##### Data records

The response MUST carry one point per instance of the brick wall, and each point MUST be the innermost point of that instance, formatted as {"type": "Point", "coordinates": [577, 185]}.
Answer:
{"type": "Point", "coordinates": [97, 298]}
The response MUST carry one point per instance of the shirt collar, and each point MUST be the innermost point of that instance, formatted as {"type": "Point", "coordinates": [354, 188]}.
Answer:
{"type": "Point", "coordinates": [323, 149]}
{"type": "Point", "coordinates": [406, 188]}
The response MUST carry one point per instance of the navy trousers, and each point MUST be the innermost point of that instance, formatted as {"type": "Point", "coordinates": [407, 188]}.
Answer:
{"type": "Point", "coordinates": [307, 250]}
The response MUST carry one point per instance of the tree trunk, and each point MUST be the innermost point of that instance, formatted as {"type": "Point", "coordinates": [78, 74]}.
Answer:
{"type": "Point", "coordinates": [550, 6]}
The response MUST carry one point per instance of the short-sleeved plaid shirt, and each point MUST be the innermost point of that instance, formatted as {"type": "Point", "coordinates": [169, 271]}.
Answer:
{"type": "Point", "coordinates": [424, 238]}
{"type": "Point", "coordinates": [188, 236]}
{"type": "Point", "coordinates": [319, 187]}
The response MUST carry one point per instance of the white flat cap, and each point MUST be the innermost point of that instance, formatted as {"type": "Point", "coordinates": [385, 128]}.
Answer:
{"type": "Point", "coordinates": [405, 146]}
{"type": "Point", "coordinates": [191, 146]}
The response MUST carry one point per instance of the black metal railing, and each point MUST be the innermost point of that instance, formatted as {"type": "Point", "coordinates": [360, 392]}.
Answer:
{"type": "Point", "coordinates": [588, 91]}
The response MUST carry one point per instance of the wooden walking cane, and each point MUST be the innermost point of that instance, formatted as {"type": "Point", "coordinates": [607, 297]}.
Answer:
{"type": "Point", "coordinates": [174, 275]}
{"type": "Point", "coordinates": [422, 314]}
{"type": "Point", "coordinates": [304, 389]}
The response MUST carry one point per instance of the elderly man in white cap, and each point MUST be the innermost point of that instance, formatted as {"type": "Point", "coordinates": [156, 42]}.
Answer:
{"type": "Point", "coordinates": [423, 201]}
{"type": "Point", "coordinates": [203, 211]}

##########

* Written exercise *
Lay out all of the material above as a numbered list with one line per entry, and omit any blank lines.

* Solved problem *
1. The response MUST carry one point per instance of the brick wall, and each point MUST be the innermost point of that instance, formatted as {"type": "Point", "coordinates": [577, 185]}.
2. Answer:
3. {"type": "Point", "coordinates": [97, 298]}
4. The response MUST carry one point per instance of the shirt collar, and each point MUST be the innermost point of that instance, formatted as {"type": "Point", "coordinates": [354, 188]}.
5. Answer:
6. {"type": "Point", "coordinates": [323, 149]}
7. {"type": "Point", "coordinates": [406, 188]}
8. The response MUST carry one point per instance of the navy trousers, and each point MUST be the innermost point of that instance, formatted as {"type": "Point", "coordinates": [407, 188]}.
9. Answer:
10. {"type": "Point", "coordinates": [307, 250]}
11. The response MUST carry one point per instance of the tree trunk, and each point MUST be the innermost point of that instance, formatted as {"type": "Point", "coordinates": [78, 74]}.
12. Answer:
13. {"type": "Point", "coordinates": [550, 6]}
14. The response MUST carry one point per instance of the short-sleeved plaid shirt, and each point MUST be the innermost point of that instance, formatted as {"type": "Point", "coordinates": [169, 271]}.
15. Answer:
16. {"type": "Point", "coordinates": [424, 238]}
17. {"type": "Point", "coordinates": [188, 236]}
18. {"type": "Point", "coordinates": [319, 187]}
19. The response MUST carry one point per instance of the white flat cap, and each point MUST be the innermost point of that instance, formatted as {"type": "Point", "coordinates": [385, 128]}.
20. Answer:
21. {"type": "Point", "coordinates": [405, 146]}
22. {"type": "Point", "coordinates": [191, 146]}
23. The response MUST carry one point per instance of the black metal railing, and each point MUST be the innermost point of that instance, formatted as {"type": "Point", "coordinates": [360, 392]}.
24. Answer:
25. {"type": "Point", "coordinates": [588, 91]}
26. The response MUST carry one point per instance of the wooden walking cane, and each point MUST be the innermost point of that instance, formatted as {"type": "Point", "coordinates": [607, 297]}.
27. Answer:
28. {"type": "Point", "coordinates": [174, 275]}
29. {"type": "Point", "coordinates": [422, 314]}
30. {"type": "Point", "coordinates": [304, 389]}
31. The response MUST carry one point per instance of the elderly man in white cap, and each point MUST be the innermost point of that instance, formatted as {"type": "Point", "coordinates": [156, 42]}.
32. Answer:
33. {"type": "Point", "coordinates": [423, 201]}
34. {"type": "Point", "coordinates": [203, 211]}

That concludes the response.